What to produce →
Render every entry exactly as it appears.
#####
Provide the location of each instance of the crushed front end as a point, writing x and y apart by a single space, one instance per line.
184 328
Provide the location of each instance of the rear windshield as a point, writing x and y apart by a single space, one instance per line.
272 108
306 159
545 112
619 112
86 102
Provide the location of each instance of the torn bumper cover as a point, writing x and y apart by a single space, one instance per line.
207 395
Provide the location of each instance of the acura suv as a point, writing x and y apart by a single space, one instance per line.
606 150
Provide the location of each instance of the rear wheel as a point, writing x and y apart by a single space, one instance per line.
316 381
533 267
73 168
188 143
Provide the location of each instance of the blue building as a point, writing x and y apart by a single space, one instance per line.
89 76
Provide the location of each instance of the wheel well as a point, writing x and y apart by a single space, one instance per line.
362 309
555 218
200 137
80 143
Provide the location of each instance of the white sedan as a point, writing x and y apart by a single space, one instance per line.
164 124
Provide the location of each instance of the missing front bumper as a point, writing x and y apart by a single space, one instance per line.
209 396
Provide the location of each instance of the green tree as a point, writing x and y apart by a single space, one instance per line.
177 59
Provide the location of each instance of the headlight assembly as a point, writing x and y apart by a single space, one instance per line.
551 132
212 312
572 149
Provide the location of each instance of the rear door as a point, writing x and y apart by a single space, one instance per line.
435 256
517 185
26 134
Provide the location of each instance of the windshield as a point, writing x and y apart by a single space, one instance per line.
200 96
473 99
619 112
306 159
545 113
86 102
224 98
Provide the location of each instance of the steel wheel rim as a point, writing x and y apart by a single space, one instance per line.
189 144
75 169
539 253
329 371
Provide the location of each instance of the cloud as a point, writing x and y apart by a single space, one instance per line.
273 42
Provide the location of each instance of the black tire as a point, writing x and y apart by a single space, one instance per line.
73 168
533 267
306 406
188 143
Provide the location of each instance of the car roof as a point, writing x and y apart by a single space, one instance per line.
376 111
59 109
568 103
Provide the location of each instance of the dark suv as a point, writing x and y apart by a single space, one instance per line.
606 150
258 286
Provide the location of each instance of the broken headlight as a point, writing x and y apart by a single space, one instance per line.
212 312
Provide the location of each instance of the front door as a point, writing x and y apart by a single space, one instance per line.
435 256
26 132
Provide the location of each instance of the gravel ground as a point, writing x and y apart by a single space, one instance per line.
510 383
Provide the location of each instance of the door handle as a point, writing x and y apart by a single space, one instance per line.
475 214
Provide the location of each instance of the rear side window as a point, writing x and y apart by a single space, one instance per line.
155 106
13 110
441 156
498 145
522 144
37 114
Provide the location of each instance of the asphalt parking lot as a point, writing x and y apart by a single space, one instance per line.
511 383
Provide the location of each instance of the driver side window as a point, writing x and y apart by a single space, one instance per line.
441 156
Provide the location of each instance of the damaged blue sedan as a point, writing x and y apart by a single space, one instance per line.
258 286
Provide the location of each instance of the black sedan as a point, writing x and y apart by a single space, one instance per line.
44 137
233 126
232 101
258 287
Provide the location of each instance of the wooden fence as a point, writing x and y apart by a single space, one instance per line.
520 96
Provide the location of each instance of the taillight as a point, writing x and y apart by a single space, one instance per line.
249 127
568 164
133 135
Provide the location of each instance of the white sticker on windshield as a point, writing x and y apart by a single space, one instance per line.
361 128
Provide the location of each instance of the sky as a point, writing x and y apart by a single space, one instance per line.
#####
Exercise response →
Provide the location of each instance of the crushed front end as a point, writing x and y apart by a single space, one instance per line.
184 328
Provide the location of each instance of the rear windshield as a point, writing x and y apart by a single space, one instance per line.
272 108
306 159
545 112
619 112
86 102
Provide the location of each instance of the torn bumper cover as a point, writing x and y apart by a single space, one instance per line.
207 395
Provide the location of each instance of the acura suv as a point, writing x and y apart by a single space, one instance per line.
606 150
Provide the location of each instance of the rear wheel as a point, writing x and y apart by a single space, one instance per line.
316 381
533 267
73 168
188 143
Provide the location of each instance of the blue building as a point, writing x and y apart by a single space, one instance per line.
89 76
Provide the location of each instance of the wheel well as a point, writing x and y apart by a single space, one instance per line.
362 309
555 218
200 137
80 143
Provide the location of each instance of the white sedan as a point, writing x and y apart by a single space, one instance per line.
164 124
Provide the location of each instance of the missing front bumper as a point, writing x and y apart by a single space, one instance per line.
209 396
Provide the location of each instance of the green tree as a point, writing x and y apart by a single space, one instance per line.
177 59
Provide the location of each instance of the headlight assembly as a point, writing x and y apart by a single space, one instance per line.
551 132
212 312
572 149
Provide the location of each instance of the rear door as a point, writing x and y apart by a single space, one instance per line.
435 256
517 185
26 134
Provide the location of each instance of the windshield as a point, writing x and y apart by a single space, one instance per line.
200 96
473 99
619 112
306 159
545 113
86 102
224 98
Provide the location of each instance of the steel wheel rim as a point, writing x and y apart by a single space, one instance per line.
189 144
75 169
539 253
329 371
Provide the location of each instance of the cloud as a point, writing x and y apart by a single space, one instance per line.
273 42
Provide the location of each instance of the black tire as a point, writing x and y apart by a single space, one instance per line.
73 168
533 267
306 406
188 143
Provide the location of each instance of the car roof as a point, writing x and y apart by a single space, one instance per line.
376 111
59 109
568 103
Provide the location of each instance of the dark suv as a point, writing x and y apart by a single space, one instance per line.
606 150
258 286
Provide the location of each instance of the broken headlight as a point, writing x and y apart by a single space, one instance per line.
212 312
Provide the location of each instance of the front door as a point, writing x and y apart by a single space, one instance per line.
435 256
26 132
Provide the location of each instance of the gravel ground as a point, writing x and y apart by a single space, one instance per line.
510 383
Provide the location of each instance of the door handle as a point, writing x and y apart by a single space, one instance per line.
475 214
Provide the location of each instance of the rear side window as a point, writing x and y apart by a single space, one instance per line.
155 106
13 110
441 156
498 145
522 144
37 114
Provide the location of each instance of the asphalt parking lot as a point, writing x and y apart by a single space, one instance per line.
511 383
Provide the location of each instance of the driver side window as a point, writing x and y apart by a single space, one instance per line.
441 156
Provide the location of each instance of the damaged blue sedan as a point, writing x and y apart by a single space, one instance per line.
258 286
Provide the location of each instance of the black sedan as a point, writing x and y apart by a single space, one instance per line.
44 137
233 126
232 101
258 287
Provide the location of each instance of the wooden fence as a point, writing x and y apart by a single space, one instance per line.
520 96
Provide the location of each instance of the taillight as a point, writing x and y apart by a single space, one instance per line.
249 127
568 164
133 135
Provide the location of each instance of the white sticker on windshield as a point, writing x and y apart by a single space, one instance per line.
361 128
Provide the location of each instance of the sky as a point, writing x and y apart by a single space, one instance per line.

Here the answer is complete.